### QUOTED PASSAGE
* Begin *
8 Ways to Stay Warm When Winter Camping

09:42 Steampunk 0 Comments

It snowed/sleeted briefly yesterday morning, and that might well be the only snow we get this year; therefore I feel justified in publishing this post on techniques to stay warm when camping when it’s absolutely bloody freezing.

Follow the tips below and you too can expect to get at least two or three hours of sleep per night on an ill-advised last-minute bicycle journey to the Arctic Circle in the middle of winter with totally inappropriate equipment (see video, below).

1. Know Your Gear (or Take More of It)
Knowing your gear is essential to surviving very low night-time temperatures for minimal equipment. But if you don’t know your gear, simply add more of it. Double up your sleeping bag, putting one inside the other, or start out with a warmer one in the first place. Stick a foam roll-mat or two underneath your inflatable mattress.

2. Know Your Body (or Play It Safe)
* End *
Rows excerpted from a collection
* Begin *
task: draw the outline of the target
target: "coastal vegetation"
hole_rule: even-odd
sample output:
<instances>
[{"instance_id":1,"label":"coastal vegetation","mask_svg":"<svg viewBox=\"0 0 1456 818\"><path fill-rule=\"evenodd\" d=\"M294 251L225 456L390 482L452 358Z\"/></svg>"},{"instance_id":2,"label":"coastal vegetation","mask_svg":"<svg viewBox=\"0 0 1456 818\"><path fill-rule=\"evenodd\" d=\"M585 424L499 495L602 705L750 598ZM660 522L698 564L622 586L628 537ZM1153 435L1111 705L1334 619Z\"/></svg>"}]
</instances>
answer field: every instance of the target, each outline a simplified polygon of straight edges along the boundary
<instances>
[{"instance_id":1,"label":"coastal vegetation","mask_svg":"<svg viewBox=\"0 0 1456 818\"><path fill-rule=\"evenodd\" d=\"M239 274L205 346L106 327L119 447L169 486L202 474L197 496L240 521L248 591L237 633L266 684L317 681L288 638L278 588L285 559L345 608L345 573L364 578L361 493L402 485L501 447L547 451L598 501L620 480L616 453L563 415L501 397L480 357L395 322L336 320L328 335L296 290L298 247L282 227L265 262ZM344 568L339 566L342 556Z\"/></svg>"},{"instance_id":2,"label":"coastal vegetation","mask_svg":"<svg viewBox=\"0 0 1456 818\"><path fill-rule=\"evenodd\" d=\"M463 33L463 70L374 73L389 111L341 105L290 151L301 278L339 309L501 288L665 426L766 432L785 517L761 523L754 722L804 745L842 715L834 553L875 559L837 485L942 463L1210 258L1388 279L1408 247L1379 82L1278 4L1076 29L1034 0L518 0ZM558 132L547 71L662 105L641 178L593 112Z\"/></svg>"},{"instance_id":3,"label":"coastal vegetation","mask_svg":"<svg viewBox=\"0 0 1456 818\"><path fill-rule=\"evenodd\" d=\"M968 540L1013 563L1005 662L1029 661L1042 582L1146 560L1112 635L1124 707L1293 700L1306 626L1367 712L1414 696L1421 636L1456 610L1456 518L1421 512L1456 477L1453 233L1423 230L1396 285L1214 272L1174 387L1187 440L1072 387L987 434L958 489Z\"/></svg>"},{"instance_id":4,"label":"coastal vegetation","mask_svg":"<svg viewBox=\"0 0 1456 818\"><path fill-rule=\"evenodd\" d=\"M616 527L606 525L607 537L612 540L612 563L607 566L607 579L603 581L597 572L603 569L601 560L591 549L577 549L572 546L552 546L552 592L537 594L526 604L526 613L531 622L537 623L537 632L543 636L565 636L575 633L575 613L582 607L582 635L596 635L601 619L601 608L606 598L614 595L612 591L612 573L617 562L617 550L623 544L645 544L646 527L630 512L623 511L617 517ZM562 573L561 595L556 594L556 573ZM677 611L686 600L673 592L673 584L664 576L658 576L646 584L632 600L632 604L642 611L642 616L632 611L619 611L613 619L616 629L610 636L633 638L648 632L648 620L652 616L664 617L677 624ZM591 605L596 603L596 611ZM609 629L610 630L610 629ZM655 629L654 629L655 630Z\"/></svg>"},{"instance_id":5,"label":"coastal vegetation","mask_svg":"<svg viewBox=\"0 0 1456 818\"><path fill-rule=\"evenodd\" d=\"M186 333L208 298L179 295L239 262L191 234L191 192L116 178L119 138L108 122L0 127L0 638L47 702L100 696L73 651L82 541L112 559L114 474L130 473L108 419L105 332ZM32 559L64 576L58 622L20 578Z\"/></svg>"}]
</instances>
* End *
### JOBS
(a) Please summarize the winter-camping post in two sentences.
(b) Count the lines in the rows that contain the string "target", matching case exactly. Reply with the number alone.

### ANSWERS TO THE PROBLEMS
(a) Prompted by a brief snowfall, the post offers techniques for staying warm while camping in freezing weather. Its first tip is to know your gear or take more of it, for example by putting one sleeping bag inside another or adding foam roll-mats under an inflatable mattress.

(b) 3